## start SOURCE EXCERPT

A. The Initial Decision to Sue

First, plaintiffs had colorable claims against the Iowa defendants. Again, before the suit, Liberty Drainage informed plaintiffs that Harry's Farm Tire installed the tire before the accident and that Sadler Power Train put the brakes on the truck in June before the accident. (Docs. 21-1, at 4; 21-6, at 1). Further, defendants SHG and CMA's answers also raised the Iowa defendants' negligence as an affirmative defense, asserting it “was the real, active and primary cause of the alleged injuries complained of in the Petition. The superseding, initiating, and intervening negligence is pleaded in bar of recovery by the Plaintiffs.” (Doc. 1-1, at 162, 597) (asserting CMA's Fifteenth Defense and SHG's Sixteenth Defense).

As for Sadler, the Court rejects defendants' argument that plaintiffs “do not explain what Sadler was supposed to have seen during the alleged inspection that would have caused Sadler to recommend that Liberty Drainage replace the tires.” (Doc. 23, at 11-12). Plaintiffs alleged defendant Sadler was liable for negligent inspection of the tire and vehicle because Sadler inspected the subject tire (Doc. 1-1, at 9) and then represented it could be safely used and would be fit for the ordinary purposes for which it was intended. (Id., at 25). Plaintiffs further asserted specific defects in the tire:

[a]t the time of the inspection . . . the subject tire was defective and unreasonably dangerous in that it had defects in both design and manufacture, in at least the following respects:
a. Inadequate bonding within the operative belt tire, which substantially and unreasonably increased the risks and incidence of tread separation;
b. An inner liner that was inadequate and unsafe for the ordinary purposes for which it was intended, which substantially and unreasonably increased the risks and incidence of tread separation; and c. In other respects currently unknown, but may be developed through the course of discovery.

## end SOURCE EXCERPT
## start DATA LINES

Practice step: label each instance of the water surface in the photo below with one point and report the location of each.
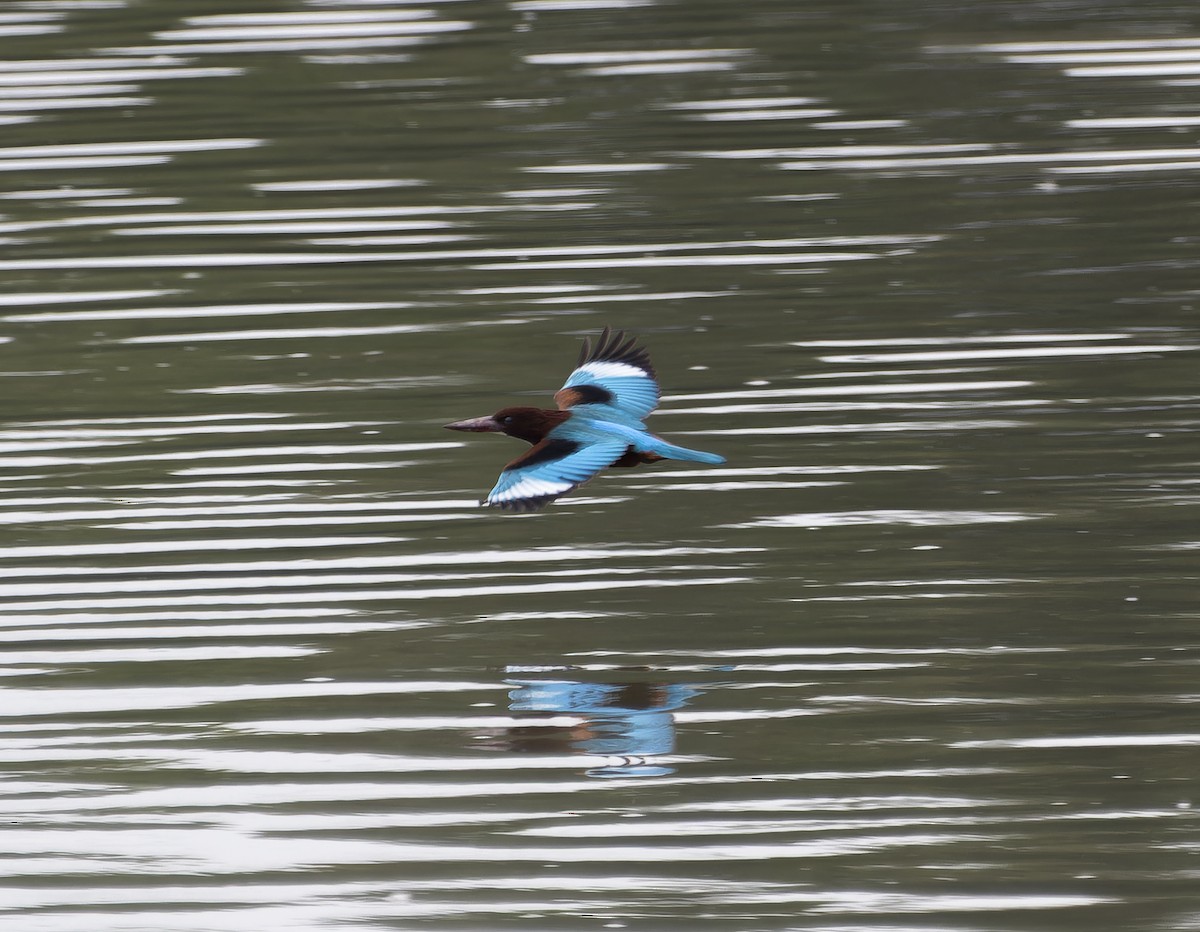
(919, 656)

## end DATA LINES

> _COMPLETE THE FOLLOWING_
• A. In the court opinion excerpt, when did Sadler Power Train put the brakes on the truck?
• B. Write a continuation of the court opinion excerpt on the suit against the Iowa defendants.
The lines have nothing to do with the court opinion excerpt.

> _RESPONSES FOR EACH TASK_
• A. In June before the accident.

• B.
(Doc. 1-1, at 25-26).

Plaintiffs then alleged Sadler “failed to properly conduct an adequate inspection of the subject tire” and “[a]s a direct cause” of this failure or of the “failure to identify the defects and/or unreasonably dangerous conditions of the subject tire,” the tire was used, and the tread on the subject tire separated and caused the subject collision. (Docs. 1-1, at 26, 100; 26, at 4). Without making any findings on the merits or the evidence, the Court finds the details of these allegations supports a finding that plaintiffs did not sue Sadler Power Train to prevent removal.

Plaintiffs also argue defendants CMA and SHG claimed that a puncture in the tire caused the tire to blow out, which would have been noticed by a reasonable inspection of the tire. (Doc. 26, at 4). But plaintiffs offer no support for this assertion, so the Court does not consider it further.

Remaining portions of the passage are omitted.